# Stated goal A:
Extract each line of the records that contains the word "blue".

# Text:

>> BEGIN

Module 7: Managing ICT Third‑Party Risk and Critical Providers

Analyze DORA’s comprehensive approach to ICT third‑party risk management, including contractual standards, oversight of critical ICT providers, and cross‑border implications.

15 min readen

Step 1 – Where ICT Third‑Party Risk Fits in DORA

1.1. Why third‑party risk is central in DORA

The Digital Operational Resilience Act (DORA) – Regulation (EU) 2022/2554 – has applied since 17 January 2025. Compared with earlier, fragmented rules (EBA/EIOPA/ESMA outsourcing guidelines, national cloud guidance), DORA:

  • Creates a single, cross‑sector framework for ICT risk across EU financial entities (FEs).
  • Puts ICT third‑party risk on the same level as internal ICT risk.
  • Adds a central oversight regime for critical ICT third‑party providers (CTTPs).

Under DORA, outsourcing ICT services never transfers responsibility: the FE’s management body remains fully responsible for operational resilience, even when services are outsourced or offshored.

1.2. Key legal anchors (for further reading)

  • DORA core regulation: Regulation (EU) 2022/2554, especially:
  • Arts. 28–30 – ICT third‑party risk management
  • Art. 31–33 – Oversight of critical ICT third‑party service providers
  • Level 2 & 3 instruments (by 2025) – RTS/ITS and guidelines from ESAs (EBA, ESMA, EIOPA) specifying:
  • Minimum contractual clauses and service level requirements
  • Structure of registers of ICT third‑party arrangements
  • Criteria and process for designation and oversight of CTTPs

1.3. Connection with earlier modules

  • From Module 5: Third‑party incidents must feed into your incident classification and reporting (e.g. a cloud outage triggering major incident reporting under DORA and sectoral laws like PSD2 or NIS2).

>> END

Dataset records
>> BEGIN

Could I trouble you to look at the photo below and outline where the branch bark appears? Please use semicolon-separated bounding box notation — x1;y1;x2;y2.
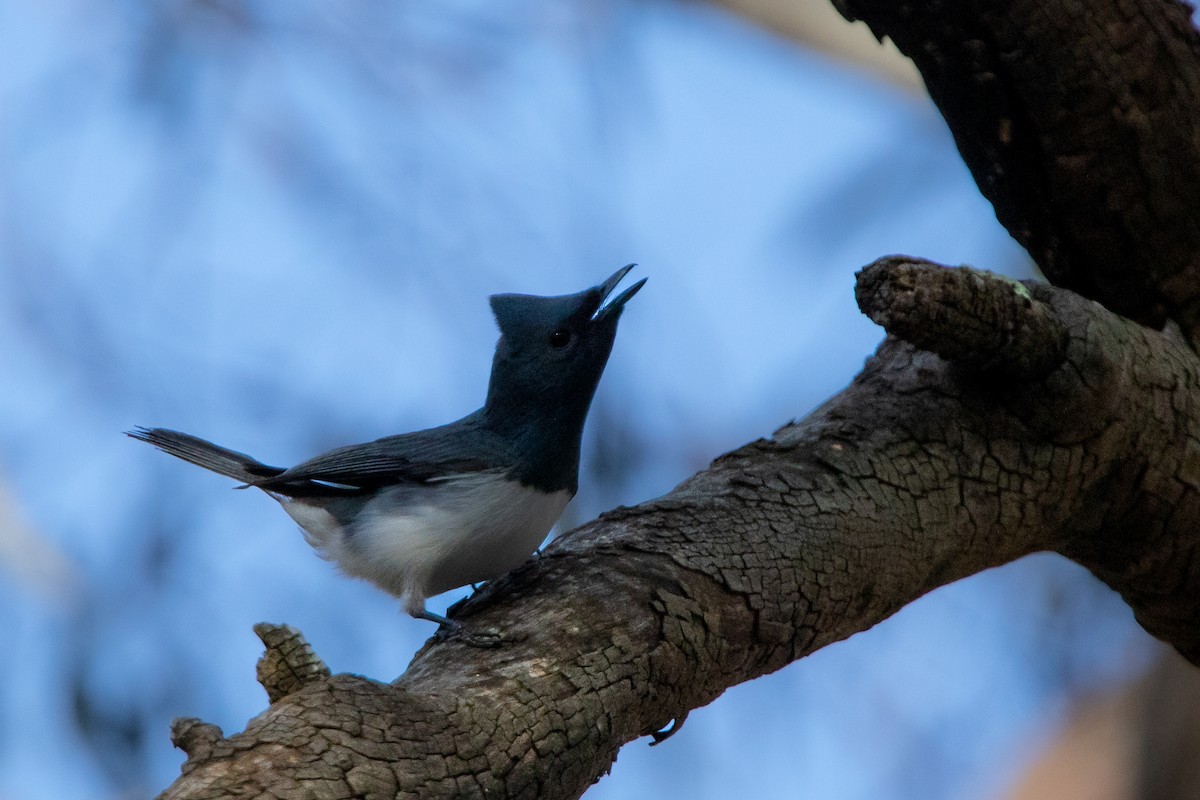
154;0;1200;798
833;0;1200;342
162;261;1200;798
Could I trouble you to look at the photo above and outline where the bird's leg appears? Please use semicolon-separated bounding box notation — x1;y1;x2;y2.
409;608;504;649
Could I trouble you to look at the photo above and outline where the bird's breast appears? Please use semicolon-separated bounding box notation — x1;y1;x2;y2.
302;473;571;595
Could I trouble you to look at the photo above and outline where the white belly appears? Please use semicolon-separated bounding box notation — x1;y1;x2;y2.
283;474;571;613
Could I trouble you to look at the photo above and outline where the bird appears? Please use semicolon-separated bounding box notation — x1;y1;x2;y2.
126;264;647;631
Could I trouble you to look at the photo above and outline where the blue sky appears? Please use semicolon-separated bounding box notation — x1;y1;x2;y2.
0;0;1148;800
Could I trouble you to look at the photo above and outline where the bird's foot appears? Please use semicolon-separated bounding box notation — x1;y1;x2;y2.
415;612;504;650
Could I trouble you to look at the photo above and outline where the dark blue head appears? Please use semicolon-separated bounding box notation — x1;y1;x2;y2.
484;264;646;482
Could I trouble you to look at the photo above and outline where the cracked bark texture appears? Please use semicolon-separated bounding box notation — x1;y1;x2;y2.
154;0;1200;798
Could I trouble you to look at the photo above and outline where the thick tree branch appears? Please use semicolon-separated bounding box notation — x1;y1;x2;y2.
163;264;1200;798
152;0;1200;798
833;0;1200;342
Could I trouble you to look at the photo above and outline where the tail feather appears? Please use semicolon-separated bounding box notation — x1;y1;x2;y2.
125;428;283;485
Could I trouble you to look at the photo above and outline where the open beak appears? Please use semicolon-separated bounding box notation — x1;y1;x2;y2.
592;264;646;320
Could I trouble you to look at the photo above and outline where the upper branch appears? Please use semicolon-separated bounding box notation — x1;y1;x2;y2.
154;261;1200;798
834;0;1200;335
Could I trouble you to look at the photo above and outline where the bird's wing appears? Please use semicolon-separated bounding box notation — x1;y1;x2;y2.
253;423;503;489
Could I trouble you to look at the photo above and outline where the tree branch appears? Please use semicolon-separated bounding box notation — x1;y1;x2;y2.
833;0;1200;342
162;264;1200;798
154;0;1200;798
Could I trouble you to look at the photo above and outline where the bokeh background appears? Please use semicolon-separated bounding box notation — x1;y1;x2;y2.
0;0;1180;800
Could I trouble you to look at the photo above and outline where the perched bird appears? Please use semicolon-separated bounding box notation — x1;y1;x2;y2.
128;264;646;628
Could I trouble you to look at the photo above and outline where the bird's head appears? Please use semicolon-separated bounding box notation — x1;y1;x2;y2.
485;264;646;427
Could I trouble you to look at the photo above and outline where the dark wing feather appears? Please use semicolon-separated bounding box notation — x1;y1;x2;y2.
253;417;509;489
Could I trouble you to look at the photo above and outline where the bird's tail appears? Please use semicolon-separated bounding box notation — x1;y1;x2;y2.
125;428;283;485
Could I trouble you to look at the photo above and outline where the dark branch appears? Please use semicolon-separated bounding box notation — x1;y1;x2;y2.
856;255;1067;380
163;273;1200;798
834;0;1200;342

>> END

# Stated goal B:
Repeat word for word the passage of the ICT third-party risk text that opens with "1.2. Key legal" and closes with "PSD2 or NIS2).".

# Correct result A:
Could I trouble you to look at the photo above and outline where the blue sky appears? Please use semicolon-separated bounding box notation — x1;y1;x2;y2.
Could I trouble you to look at the photo above and outline where the dark blue head appears? Please use semicolon-separated bounding box notation — x1;y1;x2;y2.

# Correct result B:
1.2. Key legal anchors (for further reading)

  • DORA core regulation: Regulation (EU) 2022/2554, especially:
  • Arts. 28–30 – ICT third‑party risk management
  • Art. 31–33 – Oversight of critical ICT third‑party service providers
  • Level 2 & 3 instruments (by 2025) – RTS/ITS and guidelines from ESAs (EBA, ESMA, EIOPA) specifying:
  • Minimum contractual clauses and service level requirements
  • Structure of registers of ICT third‑party arrangements
  • Criteria and process for designation and oversight of CTTPs

1.3. Connection with earlier modules

  • From Module 5: Third‑party incidents must feed into your incident classification and reporting (e.g. a cloud outage triggering major incident reporting under DORA and sectoral laws like PSD2 or NIS2).